TASK TO COMPLETE: All lines from the line containing "Target: shoreline vegetation" up to and including the last line of the listing below should be echoed exactly; no other lines belong in the response.

DATA SUPPLIED:
= = = =

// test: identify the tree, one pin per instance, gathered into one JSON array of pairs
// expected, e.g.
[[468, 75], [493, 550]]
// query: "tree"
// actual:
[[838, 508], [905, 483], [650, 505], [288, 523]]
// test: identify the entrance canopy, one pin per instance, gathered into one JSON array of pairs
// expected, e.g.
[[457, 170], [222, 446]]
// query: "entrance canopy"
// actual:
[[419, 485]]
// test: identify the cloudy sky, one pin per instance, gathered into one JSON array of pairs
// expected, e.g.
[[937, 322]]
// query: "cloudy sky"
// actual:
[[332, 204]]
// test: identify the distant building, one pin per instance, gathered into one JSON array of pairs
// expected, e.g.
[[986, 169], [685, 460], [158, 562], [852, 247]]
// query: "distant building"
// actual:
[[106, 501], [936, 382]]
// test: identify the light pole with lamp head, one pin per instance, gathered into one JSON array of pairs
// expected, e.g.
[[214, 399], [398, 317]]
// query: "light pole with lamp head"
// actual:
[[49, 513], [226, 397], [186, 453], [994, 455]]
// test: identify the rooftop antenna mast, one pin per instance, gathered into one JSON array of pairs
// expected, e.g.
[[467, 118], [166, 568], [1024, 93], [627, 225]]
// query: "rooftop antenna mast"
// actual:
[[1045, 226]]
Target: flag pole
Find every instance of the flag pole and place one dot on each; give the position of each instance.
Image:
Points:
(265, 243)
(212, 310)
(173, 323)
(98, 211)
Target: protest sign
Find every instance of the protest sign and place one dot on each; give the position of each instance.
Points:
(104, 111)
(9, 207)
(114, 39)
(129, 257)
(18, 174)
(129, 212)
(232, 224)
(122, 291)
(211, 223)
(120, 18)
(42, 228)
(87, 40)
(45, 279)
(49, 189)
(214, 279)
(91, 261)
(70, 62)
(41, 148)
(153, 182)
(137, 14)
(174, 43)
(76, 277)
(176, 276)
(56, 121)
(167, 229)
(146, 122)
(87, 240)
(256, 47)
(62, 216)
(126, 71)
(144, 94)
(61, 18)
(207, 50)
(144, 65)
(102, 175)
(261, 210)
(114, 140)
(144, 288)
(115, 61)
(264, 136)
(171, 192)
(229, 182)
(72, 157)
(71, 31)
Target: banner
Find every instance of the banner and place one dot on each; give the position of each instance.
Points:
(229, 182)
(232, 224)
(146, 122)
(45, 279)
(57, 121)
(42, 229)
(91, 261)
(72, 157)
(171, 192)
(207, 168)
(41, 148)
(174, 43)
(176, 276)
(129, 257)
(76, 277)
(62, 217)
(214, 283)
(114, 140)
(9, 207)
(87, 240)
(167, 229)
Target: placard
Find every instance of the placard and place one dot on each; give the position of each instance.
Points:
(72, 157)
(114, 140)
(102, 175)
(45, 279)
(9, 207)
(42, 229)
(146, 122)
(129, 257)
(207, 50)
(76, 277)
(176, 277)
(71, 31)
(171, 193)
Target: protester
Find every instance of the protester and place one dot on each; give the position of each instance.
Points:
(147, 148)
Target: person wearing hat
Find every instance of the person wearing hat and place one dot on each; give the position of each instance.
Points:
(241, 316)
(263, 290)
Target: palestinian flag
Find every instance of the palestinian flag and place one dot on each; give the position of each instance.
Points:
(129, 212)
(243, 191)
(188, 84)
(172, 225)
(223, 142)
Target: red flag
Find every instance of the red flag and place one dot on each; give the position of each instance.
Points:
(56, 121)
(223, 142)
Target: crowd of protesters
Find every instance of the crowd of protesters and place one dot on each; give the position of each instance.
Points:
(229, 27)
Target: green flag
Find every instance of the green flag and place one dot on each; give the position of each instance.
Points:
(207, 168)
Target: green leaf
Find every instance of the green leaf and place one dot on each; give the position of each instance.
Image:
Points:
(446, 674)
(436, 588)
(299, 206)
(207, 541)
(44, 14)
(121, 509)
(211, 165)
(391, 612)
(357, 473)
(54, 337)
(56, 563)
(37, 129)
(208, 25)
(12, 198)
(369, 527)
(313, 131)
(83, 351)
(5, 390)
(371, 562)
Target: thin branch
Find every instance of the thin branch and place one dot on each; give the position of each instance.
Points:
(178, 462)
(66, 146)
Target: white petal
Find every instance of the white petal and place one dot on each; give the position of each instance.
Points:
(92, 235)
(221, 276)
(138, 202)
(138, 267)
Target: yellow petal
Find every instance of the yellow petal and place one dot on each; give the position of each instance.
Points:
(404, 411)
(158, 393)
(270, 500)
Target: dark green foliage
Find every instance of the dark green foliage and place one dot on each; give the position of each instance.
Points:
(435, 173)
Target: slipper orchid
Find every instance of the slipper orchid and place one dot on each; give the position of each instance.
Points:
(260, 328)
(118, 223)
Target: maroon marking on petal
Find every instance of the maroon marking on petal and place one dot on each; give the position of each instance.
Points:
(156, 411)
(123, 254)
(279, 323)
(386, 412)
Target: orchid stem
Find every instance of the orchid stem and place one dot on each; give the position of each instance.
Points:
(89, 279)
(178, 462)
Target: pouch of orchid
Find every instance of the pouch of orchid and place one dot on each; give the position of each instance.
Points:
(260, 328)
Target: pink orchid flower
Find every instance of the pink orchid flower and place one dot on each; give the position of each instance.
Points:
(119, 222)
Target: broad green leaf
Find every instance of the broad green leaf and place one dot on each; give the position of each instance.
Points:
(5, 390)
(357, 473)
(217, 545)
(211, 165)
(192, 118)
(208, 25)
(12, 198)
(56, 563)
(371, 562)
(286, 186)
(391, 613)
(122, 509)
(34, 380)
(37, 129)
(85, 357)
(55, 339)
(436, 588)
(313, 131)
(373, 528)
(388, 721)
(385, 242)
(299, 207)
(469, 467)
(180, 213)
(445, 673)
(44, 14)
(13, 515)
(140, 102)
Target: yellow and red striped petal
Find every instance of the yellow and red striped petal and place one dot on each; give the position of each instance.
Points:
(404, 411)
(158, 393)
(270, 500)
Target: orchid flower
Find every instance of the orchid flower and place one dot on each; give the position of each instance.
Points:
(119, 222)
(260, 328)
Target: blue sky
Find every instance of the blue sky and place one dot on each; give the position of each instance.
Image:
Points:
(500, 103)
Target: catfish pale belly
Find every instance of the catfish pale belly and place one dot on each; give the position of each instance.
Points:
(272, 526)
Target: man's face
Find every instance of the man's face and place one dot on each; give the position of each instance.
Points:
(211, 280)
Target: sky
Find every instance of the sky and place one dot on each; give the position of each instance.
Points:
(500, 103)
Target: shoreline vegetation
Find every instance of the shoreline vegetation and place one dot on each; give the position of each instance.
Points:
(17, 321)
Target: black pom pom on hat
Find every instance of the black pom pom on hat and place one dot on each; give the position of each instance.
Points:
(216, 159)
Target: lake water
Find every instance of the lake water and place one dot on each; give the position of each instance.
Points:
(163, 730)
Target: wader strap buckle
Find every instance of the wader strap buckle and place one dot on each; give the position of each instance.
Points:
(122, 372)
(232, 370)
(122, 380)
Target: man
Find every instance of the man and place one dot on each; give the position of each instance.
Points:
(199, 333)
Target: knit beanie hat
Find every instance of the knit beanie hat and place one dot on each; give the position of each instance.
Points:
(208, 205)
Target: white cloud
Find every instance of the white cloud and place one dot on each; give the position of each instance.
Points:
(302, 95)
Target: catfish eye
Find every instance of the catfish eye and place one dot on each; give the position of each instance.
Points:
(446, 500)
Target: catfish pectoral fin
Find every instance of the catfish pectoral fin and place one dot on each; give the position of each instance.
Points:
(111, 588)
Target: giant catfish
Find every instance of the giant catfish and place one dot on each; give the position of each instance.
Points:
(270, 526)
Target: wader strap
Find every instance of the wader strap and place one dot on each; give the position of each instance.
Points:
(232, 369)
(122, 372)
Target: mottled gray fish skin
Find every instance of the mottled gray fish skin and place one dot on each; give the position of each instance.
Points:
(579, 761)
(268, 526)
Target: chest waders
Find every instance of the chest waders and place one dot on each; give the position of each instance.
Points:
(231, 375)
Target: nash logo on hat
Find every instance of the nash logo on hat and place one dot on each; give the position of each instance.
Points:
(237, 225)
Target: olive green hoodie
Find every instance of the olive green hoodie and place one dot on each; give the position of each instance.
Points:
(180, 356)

= = = =

EXERCISE RESULT:
Target: shoreline vegetation
Find every instance of the shoreline vegetation and place one dot on each; give the position of each instance.
Points:
(17, 321)
Target: black pom pom on hat
Find every instance of the black pom pom on hat and place one dot on each; give the position of each instance.
Points:
(216, 159)
Target: lake water
Find every instance of the lake water and place one dot on each; give the position of each instance.
Points:
(163, 730)
Target: wader strap buckle
Find every instance of the wader strap buckle and place one dot on each; give the position of each instance.
Points:
(122, 372)
(232, 370)
(122, 380)
Target: man
Find every instance of the man and place one dot on each; give the position of each instance.
Points:
(199, 333)
Target: knit beanie hat
Find every instance of the knit beanie hat and place one dot on each; give the position of each instance.
Points:
(208, 205)
Target: white cloud
Find every instance of the white cloud and place one dot on each; give the position of each instance.
Points:
(302, 95)
Target: catfish eye
Find every instance of the catfish eye and place one dot on each; give the position of each instance.
Points:
(446, 500)
Target: catfish pectoral fin
Find every instance of the catfish pectoral fin and place one dot on each; give the position of each instance.
Points:
(111, 588)
Target: giant catfish
Find every instance of the giant catfish and place one dot on each; give the position of each instance.
Points:
(270, 526)
Target: wader strap
Find every instance of the wader strap and place one dot on each; give the position of each instance.
Points:
(232, 369)
(122, 372)
Target: mottled gray fish skin
Find every instance of the mottled gray fish skin and place one dot on each; give the position of each instance.
Points:
(579, 761)
(268, 526)
Target: chest waders
Find every instance of the chest waders and place one dot on each; give the position of each instance.
Points:
(231, 375)
Target: nash logo on hat
Find every instance of the nash logo on hat and place one dot on each; give the position of each instance.
Points:
(237, 225)
Target: olive green hoodie
Find every instance of the olive green hoodie and place one dot on each; give the position of each instance.
Points:
(180, 356)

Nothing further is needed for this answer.